MATERIAL FOR THE TASK

------------------------

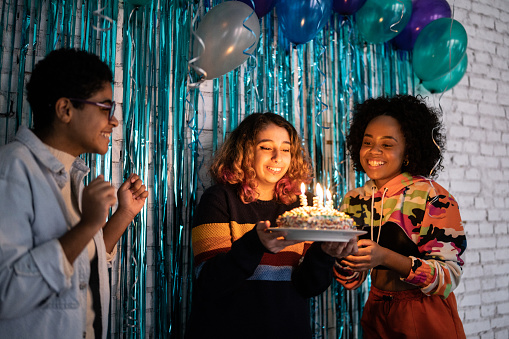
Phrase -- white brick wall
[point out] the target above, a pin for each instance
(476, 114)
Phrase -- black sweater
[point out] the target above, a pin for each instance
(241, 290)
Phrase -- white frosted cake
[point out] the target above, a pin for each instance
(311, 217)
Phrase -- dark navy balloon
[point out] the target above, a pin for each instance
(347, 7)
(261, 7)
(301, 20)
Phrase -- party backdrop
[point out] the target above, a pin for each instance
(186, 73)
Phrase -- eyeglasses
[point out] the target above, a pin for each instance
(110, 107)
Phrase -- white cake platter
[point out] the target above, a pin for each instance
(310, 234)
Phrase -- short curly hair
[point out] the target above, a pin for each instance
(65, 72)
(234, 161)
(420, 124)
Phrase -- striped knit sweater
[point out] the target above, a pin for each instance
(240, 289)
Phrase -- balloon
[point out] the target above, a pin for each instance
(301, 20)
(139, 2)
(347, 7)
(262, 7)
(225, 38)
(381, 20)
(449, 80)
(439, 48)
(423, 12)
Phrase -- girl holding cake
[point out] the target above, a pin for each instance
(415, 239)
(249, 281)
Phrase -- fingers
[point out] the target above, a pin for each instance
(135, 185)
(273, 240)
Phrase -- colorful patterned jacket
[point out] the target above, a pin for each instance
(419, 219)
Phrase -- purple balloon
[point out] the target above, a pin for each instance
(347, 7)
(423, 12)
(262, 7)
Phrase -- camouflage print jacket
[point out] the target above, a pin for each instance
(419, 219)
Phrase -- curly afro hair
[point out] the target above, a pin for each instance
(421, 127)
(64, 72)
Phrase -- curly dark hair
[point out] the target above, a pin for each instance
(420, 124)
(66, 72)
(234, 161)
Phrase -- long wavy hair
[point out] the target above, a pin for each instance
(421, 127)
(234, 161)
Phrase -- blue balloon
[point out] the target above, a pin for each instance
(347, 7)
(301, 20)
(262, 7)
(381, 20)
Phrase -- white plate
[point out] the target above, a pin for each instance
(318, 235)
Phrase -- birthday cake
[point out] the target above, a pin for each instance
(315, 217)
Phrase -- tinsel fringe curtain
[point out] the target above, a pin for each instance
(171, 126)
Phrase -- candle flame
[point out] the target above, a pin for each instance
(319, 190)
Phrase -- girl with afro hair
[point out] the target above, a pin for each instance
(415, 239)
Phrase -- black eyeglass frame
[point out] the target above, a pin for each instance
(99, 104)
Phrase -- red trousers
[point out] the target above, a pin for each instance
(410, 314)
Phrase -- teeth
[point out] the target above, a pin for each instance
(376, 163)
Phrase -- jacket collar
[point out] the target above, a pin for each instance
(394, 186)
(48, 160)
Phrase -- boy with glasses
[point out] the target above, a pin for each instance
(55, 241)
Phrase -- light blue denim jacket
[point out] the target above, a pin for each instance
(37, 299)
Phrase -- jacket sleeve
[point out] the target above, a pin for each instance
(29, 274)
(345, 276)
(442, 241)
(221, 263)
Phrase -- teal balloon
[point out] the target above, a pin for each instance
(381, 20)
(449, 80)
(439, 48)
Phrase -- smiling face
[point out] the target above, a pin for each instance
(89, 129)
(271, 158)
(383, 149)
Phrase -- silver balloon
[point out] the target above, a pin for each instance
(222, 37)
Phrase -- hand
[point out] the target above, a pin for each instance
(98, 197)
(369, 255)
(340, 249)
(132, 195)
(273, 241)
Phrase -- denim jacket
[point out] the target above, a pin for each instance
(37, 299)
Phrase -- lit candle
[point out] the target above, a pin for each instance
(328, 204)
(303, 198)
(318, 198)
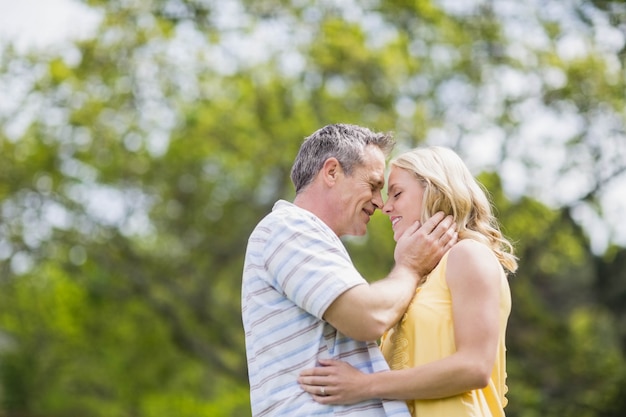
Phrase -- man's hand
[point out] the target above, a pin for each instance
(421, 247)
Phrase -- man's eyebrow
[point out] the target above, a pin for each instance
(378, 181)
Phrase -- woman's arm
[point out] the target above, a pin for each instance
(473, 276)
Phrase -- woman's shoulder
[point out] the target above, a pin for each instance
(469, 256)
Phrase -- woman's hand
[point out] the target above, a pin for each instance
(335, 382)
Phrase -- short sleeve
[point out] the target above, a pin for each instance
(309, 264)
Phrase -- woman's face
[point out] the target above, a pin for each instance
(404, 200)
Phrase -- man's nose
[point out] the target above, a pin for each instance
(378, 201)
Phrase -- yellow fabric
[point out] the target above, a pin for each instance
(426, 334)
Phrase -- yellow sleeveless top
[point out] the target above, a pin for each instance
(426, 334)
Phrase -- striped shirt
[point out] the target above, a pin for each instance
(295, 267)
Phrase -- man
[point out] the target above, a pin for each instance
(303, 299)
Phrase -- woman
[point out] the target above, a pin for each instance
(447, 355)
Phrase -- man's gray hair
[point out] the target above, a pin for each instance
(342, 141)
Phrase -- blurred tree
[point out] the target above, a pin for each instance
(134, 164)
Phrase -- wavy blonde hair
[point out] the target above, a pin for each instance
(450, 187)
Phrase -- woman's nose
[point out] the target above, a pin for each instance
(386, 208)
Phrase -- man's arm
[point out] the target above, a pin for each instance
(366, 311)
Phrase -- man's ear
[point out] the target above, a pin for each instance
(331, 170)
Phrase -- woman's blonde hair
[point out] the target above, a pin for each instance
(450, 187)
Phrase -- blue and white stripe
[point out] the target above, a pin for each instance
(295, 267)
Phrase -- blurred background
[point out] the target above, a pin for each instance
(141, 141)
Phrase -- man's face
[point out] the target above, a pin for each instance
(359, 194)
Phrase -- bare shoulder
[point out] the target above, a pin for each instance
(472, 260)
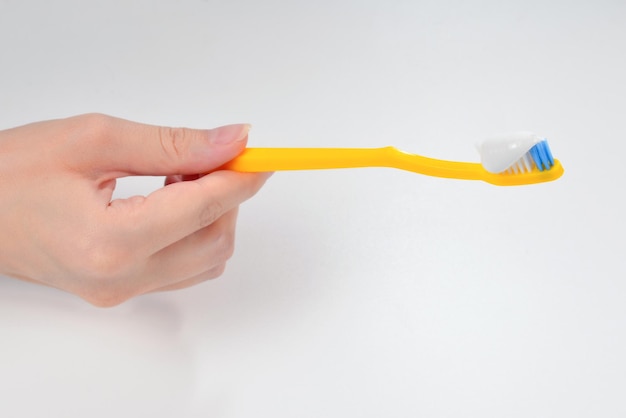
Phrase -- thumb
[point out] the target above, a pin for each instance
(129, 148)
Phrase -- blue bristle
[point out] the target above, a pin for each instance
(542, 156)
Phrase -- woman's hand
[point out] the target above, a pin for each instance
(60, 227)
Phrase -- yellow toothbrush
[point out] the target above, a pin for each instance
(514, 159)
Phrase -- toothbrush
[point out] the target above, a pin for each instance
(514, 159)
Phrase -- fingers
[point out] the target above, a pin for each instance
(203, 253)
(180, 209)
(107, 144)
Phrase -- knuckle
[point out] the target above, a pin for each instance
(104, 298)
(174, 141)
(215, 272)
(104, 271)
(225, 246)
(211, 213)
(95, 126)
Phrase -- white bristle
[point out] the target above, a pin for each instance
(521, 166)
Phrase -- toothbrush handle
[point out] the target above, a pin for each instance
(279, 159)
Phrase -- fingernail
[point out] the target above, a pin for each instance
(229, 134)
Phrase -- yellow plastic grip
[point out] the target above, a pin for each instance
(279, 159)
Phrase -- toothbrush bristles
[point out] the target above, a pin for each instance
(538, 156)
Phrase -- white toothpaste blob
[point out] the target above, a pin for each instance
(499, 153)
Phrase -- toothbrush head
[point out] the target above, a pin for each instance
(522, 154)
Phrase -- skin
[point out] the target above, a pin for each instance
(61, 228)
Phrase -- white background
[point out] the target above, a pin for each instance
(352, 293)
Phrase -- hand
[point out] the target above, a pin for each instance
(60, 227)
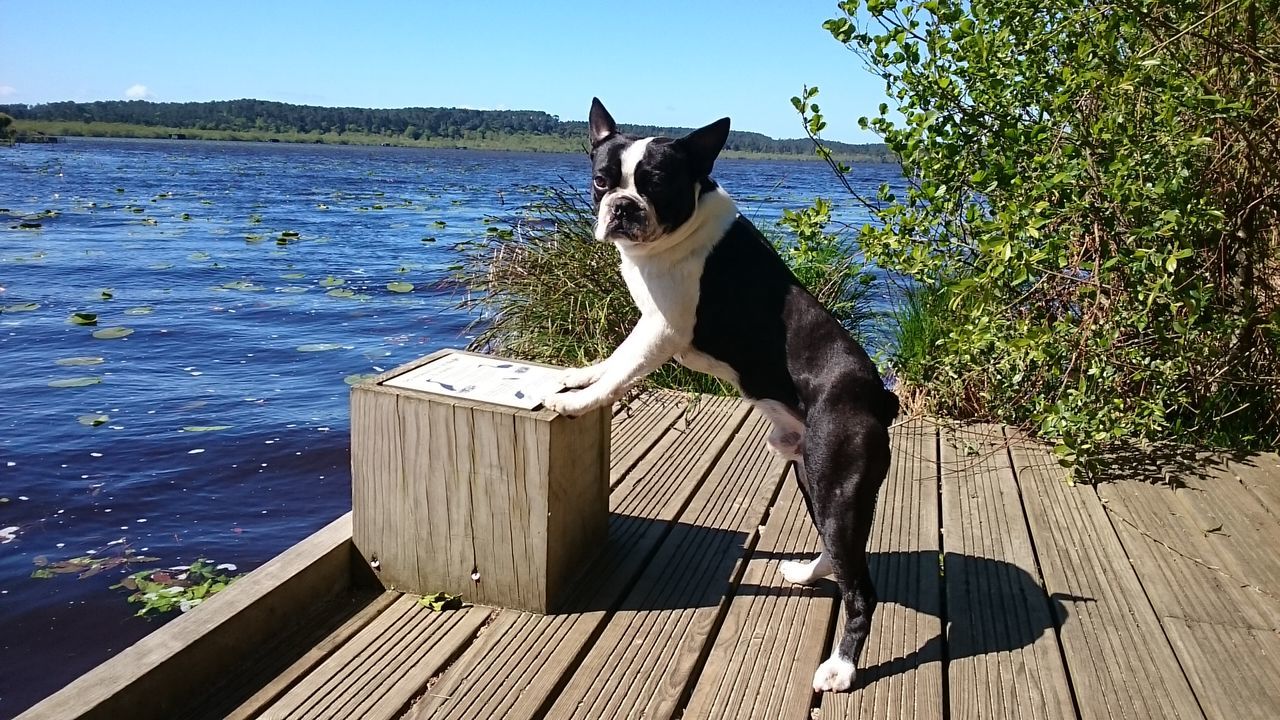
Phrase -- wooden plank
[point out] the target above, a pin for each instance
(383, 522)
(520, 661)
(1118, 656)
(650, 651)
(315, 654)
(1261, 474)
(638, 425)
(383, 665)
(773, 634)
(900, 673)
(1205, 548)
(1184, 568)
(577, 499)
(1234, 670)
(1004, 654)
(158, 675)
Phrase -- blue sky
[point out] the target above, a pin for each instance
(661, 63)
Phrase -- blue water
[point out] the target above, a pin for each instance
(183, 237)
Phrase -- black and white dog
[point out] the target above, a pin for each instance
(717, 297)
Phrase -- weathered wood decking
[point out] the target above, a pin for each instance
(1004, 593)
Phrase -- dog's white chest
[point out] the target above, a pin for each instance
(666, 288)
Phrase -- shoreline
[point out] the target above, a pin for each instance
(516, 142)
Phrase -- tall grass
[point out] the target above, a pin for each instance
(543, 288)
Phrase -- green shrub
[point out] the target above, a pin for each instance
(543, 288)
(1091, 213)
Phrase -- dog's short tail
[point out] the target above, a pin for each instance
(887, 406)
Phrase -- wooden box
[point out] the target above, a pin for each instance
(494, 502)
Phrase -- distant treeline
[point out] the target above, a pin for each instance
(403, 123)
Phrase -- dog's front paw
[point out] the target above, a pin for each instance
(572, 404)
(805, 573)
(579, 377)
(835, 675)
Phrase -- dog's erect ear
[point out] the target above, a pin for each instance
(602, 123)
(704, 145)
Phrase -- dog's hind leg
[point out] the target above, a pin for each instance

------------------------

ACTIVITY
Find the lines in the entries above where "shoulder" occurs, and copy each of them.

ANSWER TO THIS PROBLEM
Phrase -- woman's shoulder
Phrase -- bare shoulder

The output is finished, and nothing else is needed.